◆ **Problem requirements**: What follows is a set of records; restate each one word for word and drop the pictures.

** START OF Extracted information **

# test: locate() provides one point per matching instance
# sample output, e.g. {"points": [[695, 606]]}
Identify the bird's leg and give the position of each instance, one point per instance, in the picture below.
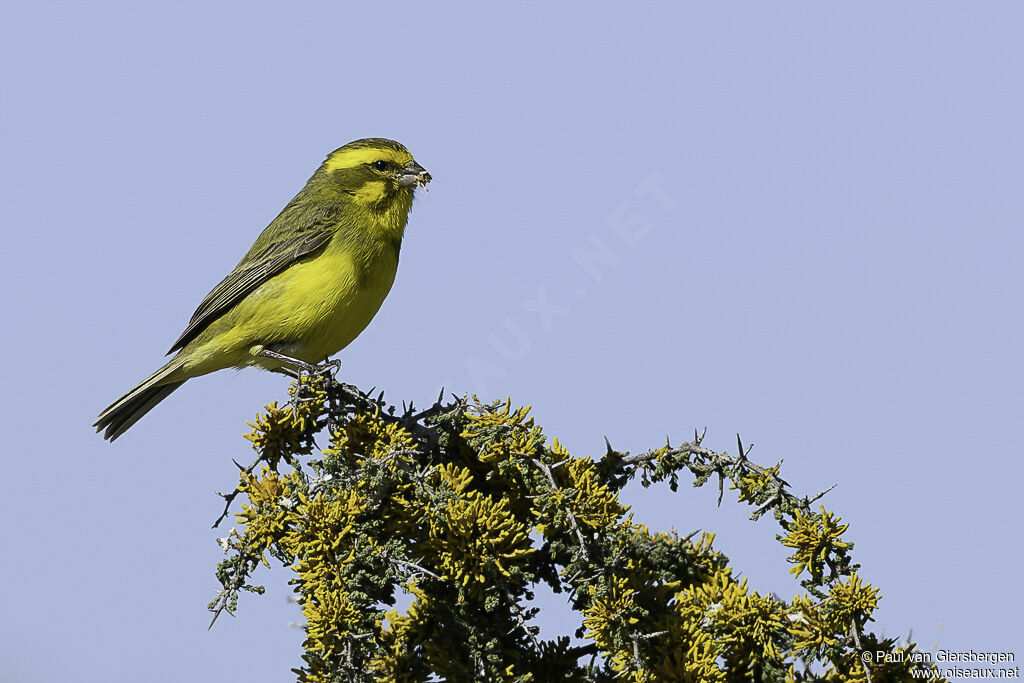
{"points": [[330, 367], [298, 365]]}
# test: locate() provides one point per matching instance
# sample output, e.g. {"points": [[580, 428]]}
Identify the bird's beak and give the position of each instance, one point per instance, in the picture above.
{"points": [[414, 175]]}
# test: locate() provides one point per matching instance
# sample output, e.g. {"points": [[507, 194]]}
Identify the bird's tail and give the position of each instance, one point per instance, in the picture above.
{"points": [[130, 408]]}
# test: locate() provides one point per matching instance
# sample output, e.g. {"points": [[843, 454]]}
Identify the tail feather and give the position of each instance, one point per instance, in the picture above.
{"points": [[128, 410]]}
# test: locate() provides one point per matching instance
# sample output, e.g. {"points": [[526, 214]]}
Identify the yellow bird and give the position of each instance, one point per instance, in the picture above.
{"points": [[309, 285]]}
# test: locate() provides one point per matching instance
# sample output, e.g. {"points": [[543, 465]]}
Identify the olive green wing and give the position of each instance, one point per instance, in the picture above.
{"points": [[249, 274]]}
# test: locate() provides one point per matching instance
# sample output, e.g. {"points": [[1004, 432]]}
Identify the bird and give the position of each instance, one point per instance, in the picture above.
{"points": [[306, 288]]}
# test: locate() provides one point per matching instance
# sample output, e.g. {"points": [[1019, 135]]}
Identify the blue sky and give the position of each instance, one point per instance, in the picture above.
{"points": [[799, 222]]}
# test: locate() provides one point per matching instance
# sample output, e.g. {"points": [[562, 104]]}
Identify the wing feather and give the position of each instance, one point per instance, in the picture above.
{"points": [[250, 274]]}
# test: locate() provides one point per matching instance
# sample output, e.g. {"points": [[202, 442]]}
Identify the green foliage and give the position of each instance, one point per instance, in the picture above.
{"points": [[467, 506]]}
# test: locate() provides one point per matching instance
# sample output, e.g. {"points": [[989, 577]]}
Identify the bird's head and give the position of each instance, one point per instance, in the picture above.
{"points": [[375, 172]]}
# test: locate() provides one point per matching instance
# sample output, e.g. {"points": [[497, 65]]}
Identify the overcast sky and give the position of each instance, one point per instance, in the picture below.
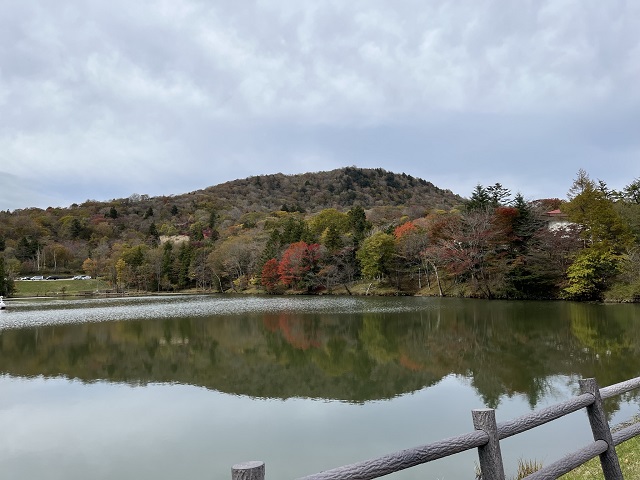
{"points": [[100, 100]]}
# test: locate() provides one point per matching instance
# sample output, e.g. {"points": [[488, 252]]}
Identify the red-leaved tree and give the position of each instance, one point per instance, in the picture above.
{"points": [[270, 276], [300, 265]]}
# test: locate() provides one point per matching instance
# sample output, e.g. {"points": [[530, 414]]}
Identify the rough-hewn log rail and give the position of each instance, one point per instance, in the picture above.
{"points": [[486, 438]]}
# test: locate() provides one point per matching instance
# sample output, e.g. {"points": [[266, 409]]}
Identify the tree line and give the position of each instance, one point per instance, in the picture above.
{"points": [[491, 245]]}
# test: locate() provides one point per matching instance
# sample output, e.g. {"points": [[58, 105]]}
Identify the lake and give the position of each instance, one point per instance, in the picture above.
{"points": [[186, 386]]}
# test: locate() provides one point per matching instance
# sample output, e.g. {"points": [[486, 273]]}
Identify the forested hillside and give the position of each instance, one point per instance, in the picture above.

** END OF Extracted information **

◆ **Reply to the task**:
# test: locate() provides one point per matching instance
# sample output, e.g. {"points": [[695, 606]]}
Identify the bird's leg and give the position of each instance, one point per instance, in the picture below.
{"points": [[330, 367], [298, 365]]}
# test: locate() provides one point per matching instance
# sample output, e.g. {"points": [[580, 428]]}
Identify the bird's beak and give the position of each instance, one point per instance, in the picture above.
{"points": [[414, 175]]}
# test: locate() provides one point per matching instance
# sample output, e.g. {"points": [[507, 194]]}
Identify the bird's tail and give the position of each instance, one point per instance, in the picture above.
{"points": [[130, 408]]}
# test: locate() provides one point per matching instance
# sample output, e.g. {"points": [[843, 454]]}
Identify the tail feather and give the position of each instance, one point per instance, in the picture above.
{"points": [[128, 410]]}
# test: locate() provides one point per matching instance
# sample output, e.g. {"points": [[526, 214]]}
Identify the yellow bird and give the position of each instance, one point per instance, in the picture above.
{"points": [[309, 285]]}
# test: locate() provides one point per matching instance
# sample output, e.g. {"points": [[543, 465]]}
Identify the olive green wing and give the position of each instance, one point per instance, in the picture above.
{"points": [[249, 274]]}
# test: locate() provides one point per matching instance
# sample output, e.g. {"points": [[1004, 432]]}
Identify the bird and give the position of each instance, one point per instance, in the picture above.
{"points": [[306, 288]]}
# test: locate() provides one point per matching instance
# sample output, e.g. {"points": [[1019, 135]]}
Identify the blue sky and give the position of each instance, one point per instance, in the picture above.
{"points": [[799, 222]]}
# test: locate() provides one point per matching instance
# sample output, e.g. {"points": [[562, 104]]}
Identify the wing feather and give the position of each instance, one point per instance, in the picture above.
{"points": [[250, 274]]}
# test: locate() provides one point per matching instance
# sample output, e.g. {"points": [[202, 442]]}
Identify the green foliage and give the position of each instance, one point per instance, in the picture above.
{"points": [[467, 506]]}
# test: locate() provides one point per matching instance
# sample output, e.g. {"points": [[989, 577]]}
Identify the bird's head and give the position of each instance, one point per instance, in the picture above.
{"points": [[375, 172]]}
# test: locate() provides one point per matching instance
# sample output, e.g. {"points": [[497, 65]]}
Identify the overcast sky and give the position of each instance, one point per instance, in the picture below.
{"points": [[100, 100]]}
# test: locate() provides one point per matching instance
# sample output, e.g. {"points": [[488, 252]]}
Identify the red-leaved tree and give the position of each instance, one point per instance, in the picture above.
{"points": [[270, 276], [300, 265]]}
# test: locate() provides one point per matching instance
# sample output, e.g. {"points": [[530, 414]]}
Identify the rough-hewn log rail and give the position of each instance, one point per instance, in the picture above.
{"points": [[486, 438]]}
# test: locate() provides one point per matching instance
# sample output, e.g. {"points": [[266, 409]]}
Identify the tree line and give the position of each instance, one point per instance, in the picture above.
{"points": [[491, 245]]}
# test: locate() provides one point per matching instance
# sample output, e.g. {"points": [[58, 105]]}
Identify the lake and give the position of each instance, one point per instance, in the picture above.
{"points": [[186, 386]]}
# test: locate() provides one point per matching instance
# sample output, e.g. {"points": [[486, 273]]}
Identify the forested hillside and give the position of each instance, one point per instance, in the picture above.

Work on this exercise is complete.